→ **Supplied text**
==*==
Doireann Ní Ghríofa (/ga/; /ˈdɪrən ˌniː ˈɡriːfə/) is an Irish poet and essayist who writes in both Irish and English.

==Early life and education==
Doireann Ní Ghríofa was born in Galway in 1981 but grew up in County Clare.

==Writing career==
Ní Ghríofa has been published widely in literary magazines in Ireland and abroad, such as Poetry, Prairie Schooner, and The Stinging Fly, as well as in newspapers such as The Irish Times and the Irish Examiner, In 2012 her poem "Fáinleoga" won the Wigtown Award for poetry written in Scottish Gaelic. Ní Ghríofa was selected for the prestigious Ireland Chair of Poetry Bursary Award 2014–2015.

A trilingual collaborative pamphlet written with Choctaw poet LeAnne Howe appeared in 2017. Ní Ghríofa collaborated with the artist Alice Maher on the limited edition book Nine Silences published by Salvage Press in 2018. In 2019, she was a contributor to A New Divan: A Lyrical Dialogue between East and West (Gingko Library).
==*==
(Items from a dataset)
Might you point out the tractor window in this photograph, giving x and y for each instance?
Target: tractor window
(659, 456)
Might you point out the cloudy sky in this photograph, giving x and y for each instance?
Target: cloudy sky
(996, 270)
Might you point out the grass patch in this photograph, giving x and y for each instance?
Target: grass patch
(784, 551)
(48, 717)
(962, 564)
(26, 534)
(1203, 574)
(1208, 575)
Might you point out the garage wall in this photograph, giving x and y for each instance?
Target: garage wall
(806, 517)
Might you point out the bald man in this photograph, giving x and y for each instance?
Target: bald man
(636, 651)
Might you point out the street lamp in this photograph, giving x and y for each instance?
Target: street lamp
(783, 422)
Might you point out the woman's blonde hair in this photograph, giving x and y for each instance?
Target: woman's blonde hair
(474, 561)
==*==
→ **Task set**
A. Can you translate this sentence from the Ní Ghríofa biography into Spanish: "Doireann Ní Ghríofa was born in Galway in 1981 but grew up in County Clare."
B. According to the Ní Ghríofa biography, which artist did Ní Ghríofa collaborate with on the limited edition book Nine Silences?
Rely only on the Ní Ghríofa biography when responding.

→ **Task-by-task results**
A. Doireann Ní Ghríofa nació en Galway en 1981, pero creció en el condado de Clare.

B. Alice Maher.